■ Task prompt ■
Count the lines in the material below that contain the string "barred", treating uppercase and lowercase as different. Reply with only the number.

■ Record set ■
┏━━

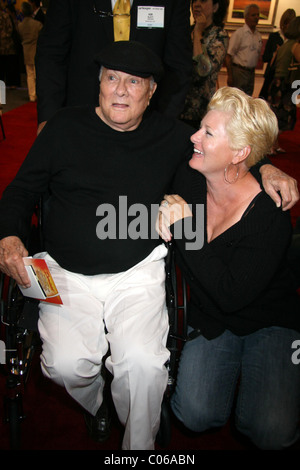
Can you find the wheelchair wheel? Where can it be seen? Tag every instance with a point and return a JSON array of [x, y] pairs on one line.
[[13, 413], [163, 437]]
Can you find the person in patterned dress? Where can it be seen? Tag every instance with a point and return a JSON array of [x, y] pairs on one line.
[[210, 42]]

┗━━
┏━━

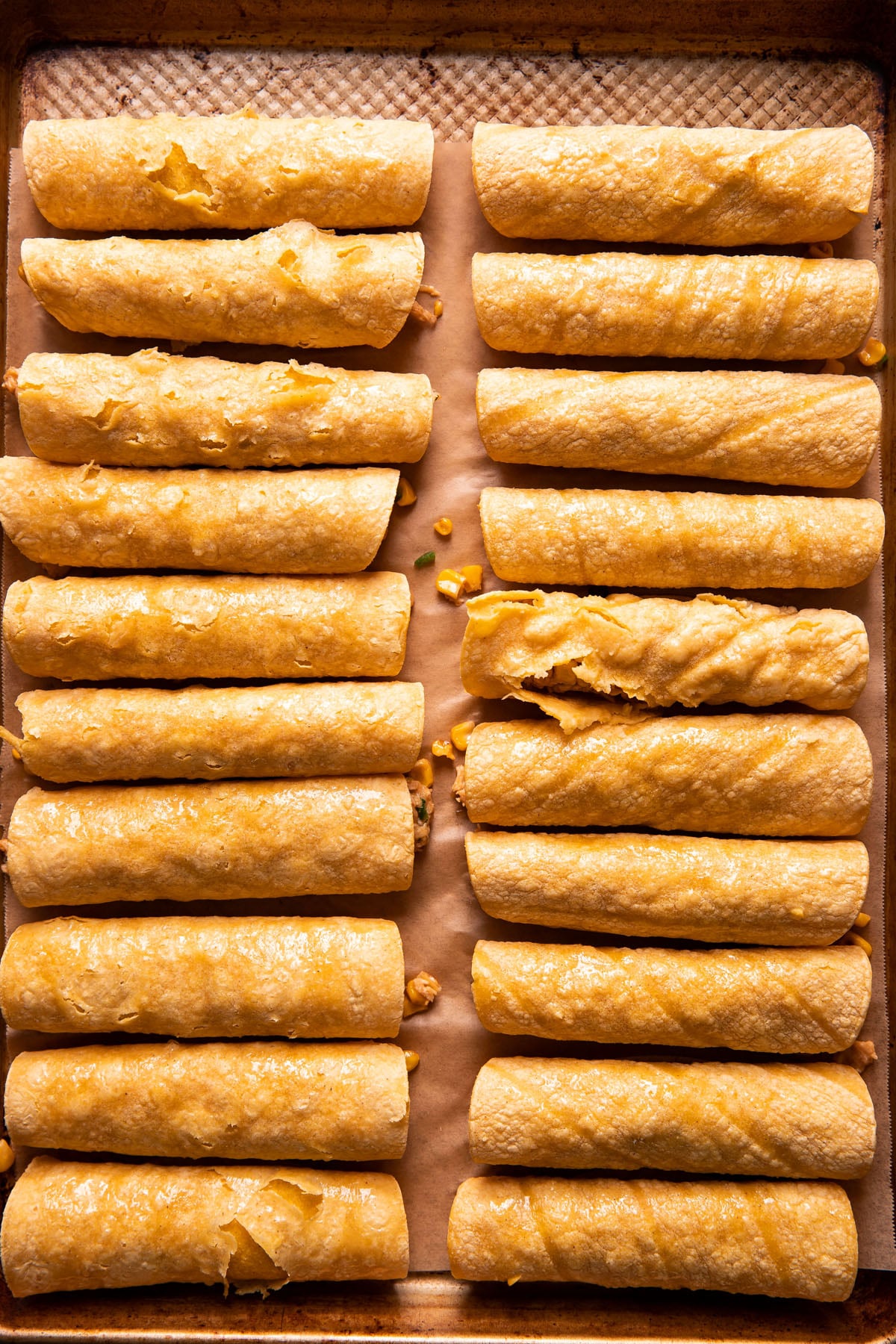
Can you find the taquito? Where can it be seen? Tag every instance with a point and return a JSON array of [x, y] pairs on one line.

┗━━
┏━━

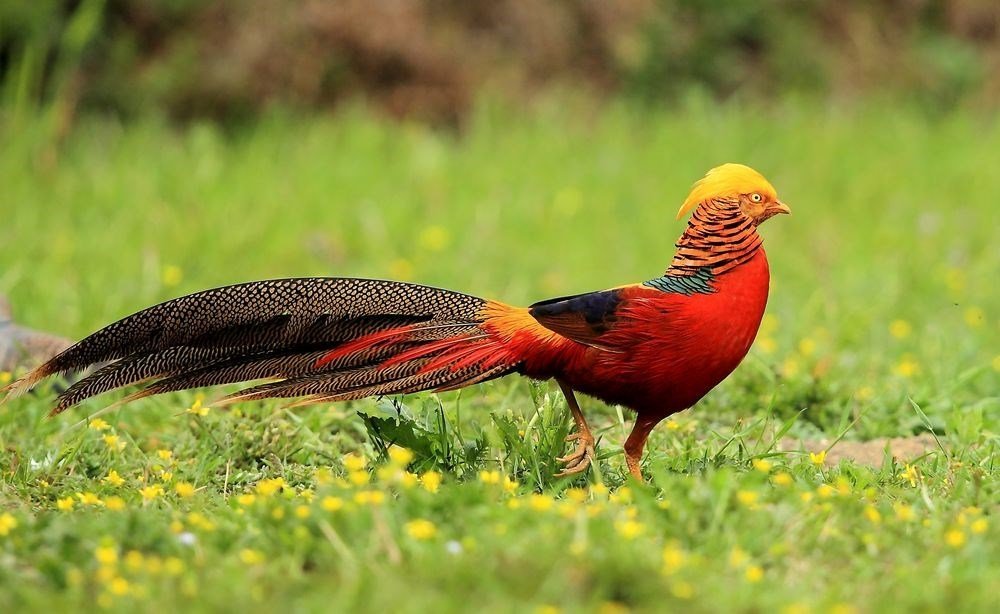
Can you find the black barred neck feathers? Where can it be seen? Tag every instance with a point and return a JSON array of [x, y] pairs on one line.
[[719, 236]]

┗━━

■ Response to the task ■
1